» **PROBLEM**
Below are the records. Restate word for word every line from the one that contains "Could you give the outline of every instance of the orca" through the final line, both included.

» **RECORDED INFORMATION**
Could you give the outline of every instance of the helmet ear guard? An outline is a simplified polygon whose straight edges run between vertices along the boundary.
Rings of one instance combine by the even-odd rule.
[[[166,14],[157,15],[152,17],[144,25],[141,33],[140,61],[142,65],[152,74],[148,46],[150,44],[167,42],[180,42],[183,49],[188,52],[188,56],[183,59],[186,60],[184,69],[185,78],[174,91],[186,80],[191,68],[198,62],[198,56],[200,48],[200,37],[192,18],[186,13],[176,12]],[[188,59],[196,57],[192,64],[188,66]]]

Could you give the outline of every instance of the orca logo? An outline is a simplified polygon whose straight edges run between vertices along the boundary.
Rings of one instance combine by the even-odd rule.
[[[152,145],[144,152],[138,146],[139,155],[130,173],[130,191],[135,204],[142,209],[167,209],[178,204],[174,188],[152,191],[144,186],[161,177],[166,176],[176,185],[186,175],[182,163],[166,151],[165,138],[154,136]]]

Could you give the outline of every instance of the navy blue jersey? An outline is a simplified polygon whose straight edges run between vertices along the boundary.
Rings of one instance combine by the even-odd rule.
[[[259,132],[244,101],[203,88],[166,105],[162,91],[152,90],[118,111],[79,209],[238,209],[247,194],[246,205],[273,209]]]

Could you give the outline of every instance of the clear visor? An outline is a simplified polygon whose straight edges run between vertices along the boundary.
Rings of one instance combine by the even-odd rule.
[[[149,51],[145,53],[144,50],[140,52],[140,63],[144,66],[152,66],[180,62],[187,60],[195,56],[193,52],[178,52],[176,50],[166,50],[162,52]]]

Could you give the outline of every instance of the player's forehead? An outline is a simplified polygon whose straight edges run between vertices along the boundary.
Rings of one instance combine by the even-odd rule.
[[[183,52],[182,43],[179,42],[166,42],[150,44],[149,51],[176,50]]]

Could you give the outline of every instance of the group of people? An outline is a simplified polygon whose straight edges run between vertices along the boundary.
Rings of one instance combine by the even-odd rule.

» **FULL SOLUTION**
Could you give the outline of every instance of the orca logo? An outline is a simplified polygon whose straight edges run between vertices along the boundary.
Rings of one instance combine by the even-odd rule.
[[[152,145],[144,152],[138,146],[139,155],[130,173],[130,191],[135,204],[142,209],[167,209],[178,204],[174,188],[152,191],[144,186],[161,177],[166,176],[176,185],[186,175],[182,163],[166,151],[165,138],[154,136]]]

Could you give the outline of every instance of the navy blue jersey? An outline is a simplified polygon whose straight edges run between vertices along the boundary.
Rings of one instance combine by the even-odd rule.
[[[259,132],[244,101],[203,88],[166,105],[162,91],[152,90],[118,111],[79,209],[238,209],[247,194],[246,205],[273,209]]]

Could you give the outline of every instance of the clear visor? An outline is a simplified polygon whose straight edges run between vertices along the boundary.
Rings of one instance combine by the even-odd rule.
[[[149,51],[145,53],[144,50],[140,52],[140,63],[144,66],[152,66],[180,62],[187,60],[195,56],[193,52],[178,52],[176,50],[166,50],[162,52]]]

Could you give the outline of every instance of the player's forehead? An outline is a simplified polygon whose straight edges run between vertices along the boundary.
Rings of one instance combine by the even-odd rule.
[[[183,52],[182,43],[179,42],[166,42],[150,44],[149,51],[176,50]]]

Could you give the outline of every instance of the group of people? An outline is a simplified polygon whose straight edges run between vertices along the boundary.
Rings of one instance combine by the even-odd rule.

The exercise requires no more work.